ABOUT THIS EXERCISE:
Scan the listing below for the word "that" and copy every line where it occurs.

SUPPLIED DATA:
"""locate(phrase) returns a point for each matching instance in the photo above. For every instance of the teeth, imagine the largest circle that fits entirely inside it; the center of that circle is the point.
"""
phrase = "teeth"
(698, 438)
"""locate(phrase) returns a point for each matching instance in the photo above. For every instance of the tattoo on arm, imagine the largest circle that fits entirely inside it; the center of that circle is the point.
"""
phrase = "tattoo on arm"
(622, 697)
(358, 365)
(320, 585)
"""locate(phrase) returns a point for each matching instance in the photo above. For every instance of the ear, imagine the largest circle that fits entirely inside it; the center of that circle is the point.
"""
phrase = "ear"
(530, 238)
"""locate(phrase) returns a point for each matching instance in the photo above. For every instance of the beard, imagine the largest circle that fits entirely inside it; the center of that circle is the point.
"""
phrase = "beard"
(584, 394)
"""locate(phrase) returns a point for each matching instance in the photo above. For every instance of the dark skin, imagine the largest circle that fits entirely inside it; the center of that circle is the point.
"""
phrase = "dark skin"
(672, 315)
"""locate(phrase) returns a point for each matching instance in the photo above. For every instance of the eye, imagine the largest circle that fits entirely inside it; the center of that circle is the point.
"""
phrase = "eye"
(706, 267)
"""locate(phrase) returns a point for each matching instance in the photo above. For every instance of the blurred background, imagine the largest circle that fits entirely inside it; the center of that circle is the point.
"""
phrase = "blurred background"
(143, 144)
---
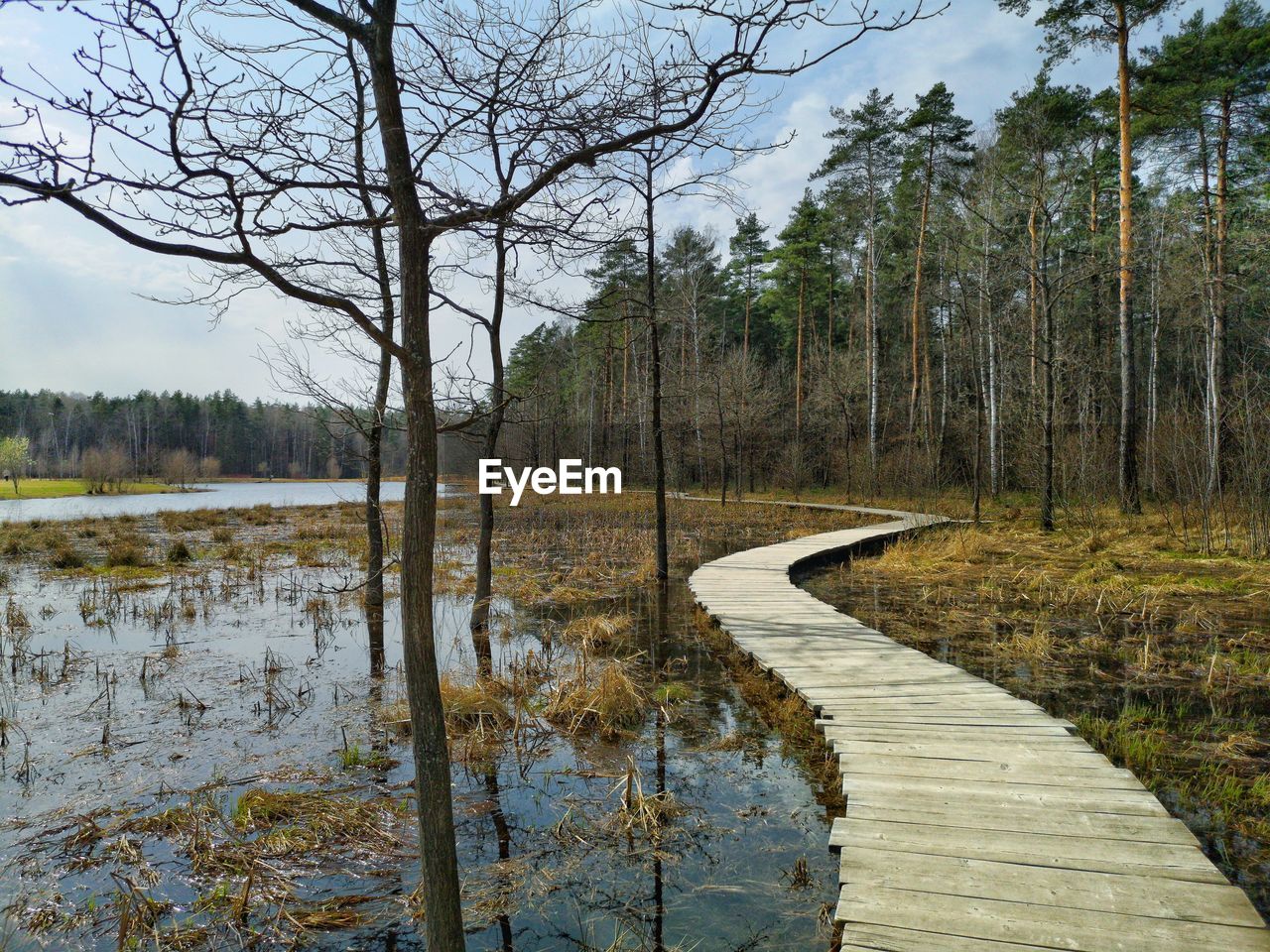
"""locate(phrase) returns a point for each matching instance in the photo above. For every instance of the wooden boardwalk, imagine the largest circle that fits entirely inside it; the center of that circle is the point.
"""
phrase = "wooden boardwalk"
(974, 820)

COMPLETED EXERCISE:
"""locate(phrase) returns a point for each matching instance in the photo above. For every instance of the teeth, imagine the largest circle that fits entirely inside it; the center of that circle is the point.
"""locate(phrase) returns a point for each matching instance in the photo above. For every instance of the tattoo on arm, imagine the largest circle that fits entirely inside it; the center of that circle is the point.
"""locate(phrase) returns a point for each matching instance in the photo above. For every instance of the ear, imagine the largest circle that fits entirely inside it; the center of that circle is the point.
"""locate(phrase) returns a point for each matching instance in the photo above. For every instance of the beard, imagine the largest circle that fits entirely inside it; the center of that circle is the point.
"""locate(phrase) returns a point for each matching instance in the photo above. For every instance of the dark skin, imagine the largest circle that fits entirely inside it; the center of that circle is the point.
"""locate(phrase) returns a point for each matching instance in the photo above. For every instance of the eye, imagine the largest circle that fits entirely inside it; the center of that circle is the point.
"""locate(phrase) returns a point for each matching instance in the photo above. For every instance of the blurred background, imagine the largest circle that fits entirely inside it; the center of that circle is the point.
"""locate(phrase) returns a point for each matching instance in the photo above. For every instance of the wooden boardwalk, imagine the largest circle that fits entirely inside it; the center of that circle is the point.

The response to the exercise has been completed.